Reproduce the piece on brand ambassadors below word for word, from "A brand ambassador" to "with its customers.".

== PASSAGE PROVIDED ==

Brand Ambassadors. Just what the heck is one anyway?

A brand ambassador is a company's first and last line of defense when it comes to keeping customer loyalty. Sounds like a bold, broad brushstroke statement, doesn't it? Well, consider the following: In her book Friendship Branding, Lois Geller writes about the results of a survey she conducted on branding, and the results are insightful.

Customers surveyed said the most important factors in staying loyal to a particular brand are (1) consistent quality; (2) customer service; and (3) price. Other research shows that approximately 70% of the purchase decision is made for emotional, not economic, reasons.

Clearly, quality and service are key to a brand's relationship with its customers.

Quality and service can be controlled by your staff--your brand ambassadors. People form relationships with people; people who are the human, interactive face of a brand.

People buy brands for the brand experience, and the employees of a company--and the customers' interactions with them--are indeed part of that experience, and a large part of what builds customer loyalty.

Note that I said loyalty, not satisfaction. Satisfied customers change, and frequently for no other reason than to try something new. But loyal customers are much less likely to. And loyal customers mean profits.

===
== SUPPLIED RECORDS ==

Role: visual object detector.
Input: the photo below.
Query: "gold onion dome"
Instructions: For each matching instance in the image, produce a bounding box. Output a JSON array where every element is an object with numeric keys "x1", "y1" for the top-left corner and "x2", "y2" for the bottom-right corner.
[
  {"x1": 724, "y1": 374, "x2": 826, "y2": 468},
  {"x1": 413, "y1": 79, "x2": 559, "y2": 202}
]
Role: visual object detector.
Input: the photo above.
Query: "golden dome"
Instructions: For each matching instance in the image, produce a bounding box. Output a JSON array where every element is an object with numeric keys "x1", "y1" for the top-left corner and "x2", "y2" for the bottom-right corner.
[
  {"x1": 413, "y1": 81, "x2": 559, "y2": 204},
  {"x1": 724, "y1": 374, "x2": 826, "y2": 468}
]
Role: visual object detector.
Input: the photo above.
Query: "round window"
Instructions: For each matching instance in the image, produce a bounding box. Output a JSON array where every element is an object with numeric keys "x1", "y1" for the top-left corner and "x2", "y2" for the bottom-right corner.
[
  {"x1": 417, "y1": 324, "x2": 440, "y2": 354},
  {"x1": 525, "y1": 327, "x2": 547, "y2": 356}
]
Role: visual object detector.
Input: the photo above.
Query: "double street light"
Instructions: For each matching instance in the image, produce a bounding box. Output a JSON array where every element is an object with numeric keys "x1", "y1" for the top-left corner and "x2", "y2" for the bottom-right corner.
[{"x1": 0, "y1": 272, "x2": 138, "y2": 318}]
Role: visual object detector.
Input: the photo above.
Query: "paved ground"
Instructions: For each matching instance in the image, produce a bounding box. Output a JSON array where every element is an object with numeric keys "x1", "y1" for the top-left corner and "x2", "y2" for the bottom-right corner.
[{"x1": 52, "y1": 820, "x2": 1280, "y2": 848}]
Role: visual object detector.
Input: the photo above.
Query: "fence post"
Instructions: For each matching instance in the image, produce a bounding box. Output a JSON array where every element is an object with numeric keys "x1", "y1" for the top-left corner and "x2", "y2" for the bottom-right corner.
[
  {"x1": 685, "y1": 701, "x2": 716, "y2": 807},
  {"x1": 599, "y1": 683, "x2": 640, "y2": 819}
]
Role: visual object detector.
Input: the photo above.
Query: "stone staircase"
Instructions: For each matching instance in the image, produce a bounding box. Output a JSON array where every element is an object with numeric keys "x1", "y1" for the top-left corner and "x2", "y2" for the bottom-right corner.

===

### COMPLETE OUTPUT
A brand ambassador is a company's first and last line of defense when it comes to keeping customer loyalty. Sounds like a bold, broad brushstroke statement, doesn't it? Well, consider the following: In her book Friendship Branding, Lois Geller writes about the results of a survey she conducted on branding, and the results are insightful.

Customers surveyed said the most important factors in staying loyal to a particular brand are (1) consistent quality; (2) customer service; and (3) price. Other research shows that approximately 70% of the purchase decision is made for emotional, not economic, reasons.

Clearly, quality and service are key to a brand's relationship with its customers.